(Data listing)
------------------------------------
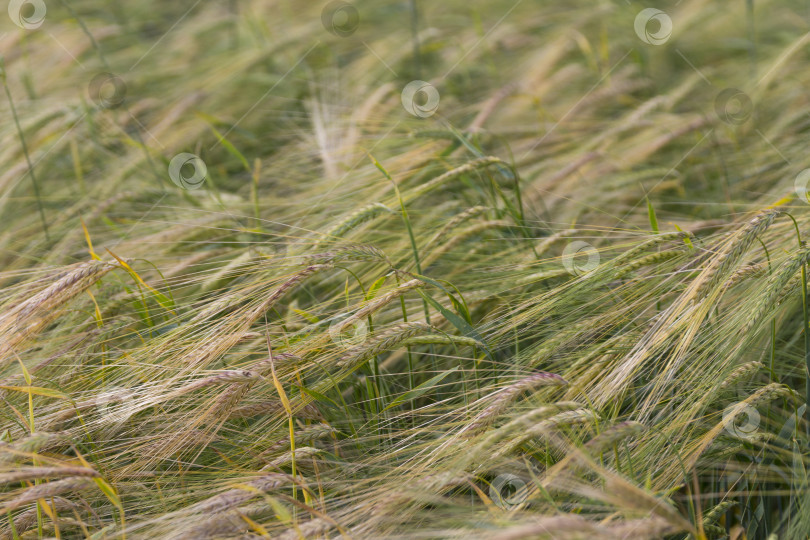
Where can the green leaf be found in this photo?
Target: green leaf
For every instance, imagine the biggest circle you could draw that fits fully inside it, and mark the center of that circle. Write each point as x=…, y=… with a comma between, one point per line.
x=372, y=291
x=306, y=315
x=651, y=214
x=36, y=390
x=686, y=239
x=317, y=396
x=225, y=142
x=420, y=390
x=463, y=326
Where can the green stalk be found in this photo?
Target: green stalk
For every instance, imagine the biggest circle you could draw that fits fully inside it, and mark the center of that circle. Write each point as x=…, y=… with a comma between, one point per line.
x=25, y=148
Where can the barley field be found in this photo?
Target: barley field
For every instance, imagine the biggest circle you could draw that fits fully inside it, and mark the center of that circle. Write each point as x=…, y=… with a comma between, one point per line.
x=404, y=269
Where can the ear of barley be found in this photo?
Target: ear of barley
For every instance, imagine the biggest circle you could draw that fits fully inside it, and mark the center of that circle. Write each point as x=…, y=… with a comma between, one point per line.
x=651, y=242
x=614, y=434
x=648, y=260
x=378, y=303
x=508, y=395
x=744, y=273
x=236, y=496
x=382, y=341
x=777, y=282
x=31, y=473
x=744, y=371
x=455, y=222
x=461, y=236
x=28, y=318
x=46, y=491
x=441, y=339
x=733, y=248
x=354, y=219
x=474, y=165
------------------------------------
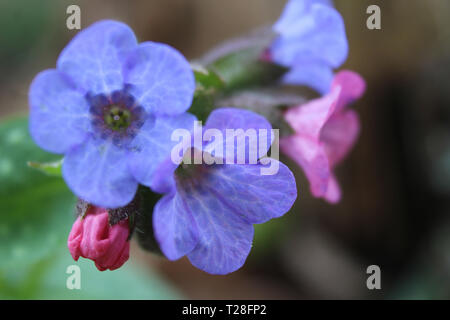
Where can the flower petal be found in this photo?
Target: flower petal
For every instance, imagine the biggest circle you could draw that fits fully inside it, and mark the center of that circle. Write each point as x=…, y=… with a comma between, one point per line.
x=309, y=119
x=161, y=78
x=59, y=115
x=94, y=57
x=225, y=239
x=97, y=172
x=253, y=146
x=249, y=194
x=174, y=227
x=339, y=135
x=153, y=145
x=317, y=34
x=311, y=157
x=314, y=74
------------------------------------
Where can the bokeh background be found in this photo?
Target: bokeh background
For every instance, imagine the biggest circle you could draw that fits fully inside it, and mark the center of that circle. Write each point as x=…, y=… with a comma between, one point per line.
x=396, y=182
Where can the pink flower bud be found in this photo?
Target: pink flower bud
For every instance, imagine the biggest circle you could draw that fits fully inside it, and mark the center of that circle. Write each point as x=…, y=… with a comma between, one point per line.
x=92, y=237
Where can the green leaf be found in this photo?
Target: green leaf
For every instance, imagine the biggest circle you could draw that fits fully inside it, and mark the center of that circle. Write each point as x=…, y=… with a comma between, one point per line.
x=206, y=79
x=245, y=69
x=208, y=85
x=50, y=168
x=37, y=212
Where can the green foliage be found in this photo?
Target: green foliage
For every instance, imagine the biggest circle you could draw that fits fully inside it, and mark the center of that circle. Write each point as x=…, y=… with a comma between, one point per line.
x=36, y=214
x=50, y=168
------------------------------------
§ WHAT THE EXERCISE ASKS
Reproduce the listing from the line with "Where can the pink" up to and including the line with "x=92, y=237", keeping the request lines unchanged. Shift every x and y coordinate in the answer points by -91.

§ RESPONSE TO THE EXERCISE
Where can the pink flower bud be found in this photo?
Target: pink flower bud
For every instance, imagine the biggest circle you could draw that fits fully inside it, and mark the center of that circle. Write each point as x=…, y=… with a comma between, one point per line.
x=1, y=146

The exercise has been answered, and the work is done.